### [Required work]
Revise the listing below, replacing "keypoint" with "marker" and keeping everything else the same. Omit the pictures from your answer.

======

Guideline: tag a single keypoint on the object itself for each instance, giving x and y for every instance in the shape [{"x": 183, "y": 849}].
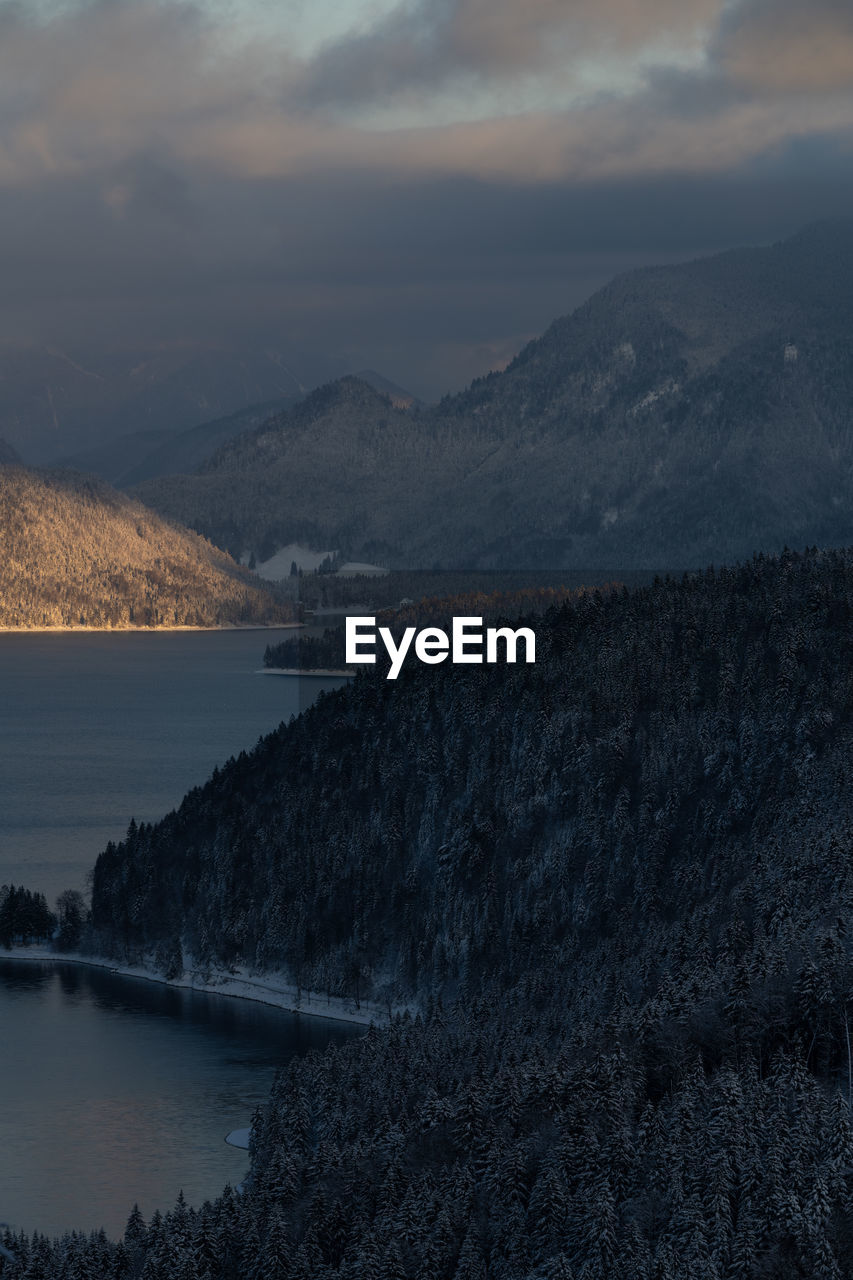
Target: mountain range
[
  {"x": 78, "y": 553},
  {"x": 683, "y": 415},
  {"x": 59, "y": 401}
]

======

### [Exercise answer]
Guideline: tag a single marker on the object itself for each instance, giving x and y for every instance in the shape [{"x": 183, "y": 849}].
Target: mountain range
[
  {"x": 78, "y": 553},
  {"x": 683, "y": 415},
  {"x": 59, "y": 401}
]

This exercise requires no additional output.